- [ABOUT THIS TASK]
Copy every line below where the string "occupancy" is found.

[Stored items from a collection]
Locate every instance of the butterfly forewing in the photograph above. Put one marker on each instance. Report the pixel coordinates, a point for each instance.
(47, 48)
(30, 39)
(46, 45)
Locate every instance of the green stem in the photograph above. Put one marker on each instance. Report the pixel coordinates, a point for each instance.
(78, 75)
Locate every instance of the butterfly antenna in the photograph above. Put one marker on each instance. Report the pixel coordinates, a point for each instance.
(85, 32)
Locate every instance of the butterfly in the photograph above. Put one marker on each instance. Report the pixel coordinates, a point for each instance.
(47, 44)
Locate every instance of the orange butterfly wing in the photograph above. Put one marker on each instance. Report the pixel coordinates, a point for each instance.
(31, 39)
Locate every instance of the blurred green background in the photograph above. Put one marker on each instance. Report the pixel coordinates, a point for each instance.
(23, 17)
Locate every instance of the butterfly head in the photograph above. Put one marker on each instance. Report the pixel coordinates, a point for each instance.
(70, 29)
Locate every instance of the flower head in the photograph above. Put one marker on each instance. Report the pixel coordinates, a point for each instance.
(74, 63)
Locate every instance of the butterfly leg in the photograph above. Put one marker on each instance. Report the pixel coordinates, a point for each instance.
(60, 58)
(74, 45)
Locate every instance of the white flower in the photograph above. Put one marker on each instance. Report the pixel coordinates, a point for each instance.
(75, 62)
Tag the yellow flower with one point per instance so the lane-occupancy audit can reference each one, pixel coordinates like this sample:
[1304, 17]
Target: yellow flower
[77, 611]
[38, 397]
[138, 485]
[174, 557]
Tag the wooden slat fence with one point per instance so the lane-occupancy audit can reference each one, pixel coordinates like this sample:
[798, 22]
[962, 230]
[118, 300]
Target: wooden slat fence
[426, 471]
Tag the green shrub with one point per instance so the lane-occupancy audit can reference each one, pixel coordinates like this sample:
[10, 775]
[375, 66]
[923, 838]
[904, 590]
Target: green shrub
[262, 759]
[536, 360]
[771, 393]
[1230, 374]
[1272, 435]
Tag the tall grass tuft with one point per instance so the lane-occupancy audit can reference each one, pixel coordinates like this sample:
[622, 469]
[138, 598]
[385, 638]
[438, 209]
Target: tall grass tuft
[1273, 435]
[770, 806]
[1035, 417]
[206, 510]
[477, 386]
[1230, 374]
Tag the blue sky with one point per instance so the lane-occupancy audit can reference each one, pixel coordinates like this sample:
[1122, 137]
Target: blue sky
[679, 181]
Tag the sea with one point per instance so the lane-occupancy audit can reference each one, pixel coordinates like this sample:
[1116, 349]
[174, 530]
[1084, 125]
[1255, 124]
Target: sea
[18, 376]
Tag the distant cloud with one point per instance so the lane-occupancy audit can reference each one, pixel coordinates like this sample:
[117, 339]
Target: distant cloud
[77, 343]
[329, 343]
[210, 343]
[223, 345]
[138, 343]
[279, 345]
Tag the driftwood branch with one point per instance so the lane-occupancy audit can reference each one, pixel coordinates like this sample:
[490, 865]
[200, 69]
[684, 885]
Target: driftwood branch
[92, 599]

- [RESPONSE TO THE TASK]
Tag the yellow flower with one point per instance so the lane-occupancy audit can reference each one, pixel coordinates like this sample:
Tag the wooden slat fence with one point per instance so the lane-occupancy audit can reference each one, pixel coordinates like this sample:
Tag the green shrub with one point per instance so the lane-occupancy audit can reference each one, pixel coordinates like this sample:
Tag the tall grass tuft with one point per instance so the lane-occupancy audit can reference each one, pixel coordinates like this sample:
Tag the blue sky with one point per instance so the lane-occupancy audit can reference each one, pixel coordinates like this sample:
Tag the sea with one point per instance so the lane-occupancy audit can reference each one, pixel coordinates like this sample:
Tag the distant cloud with one point per instance so the lane-occupancy audit can reference each one, pixel coordinates like this sample:
Tag the driftwood branch with one point per instance so the lane-occupancy audit can reference each one, pixel coordinates like this sample:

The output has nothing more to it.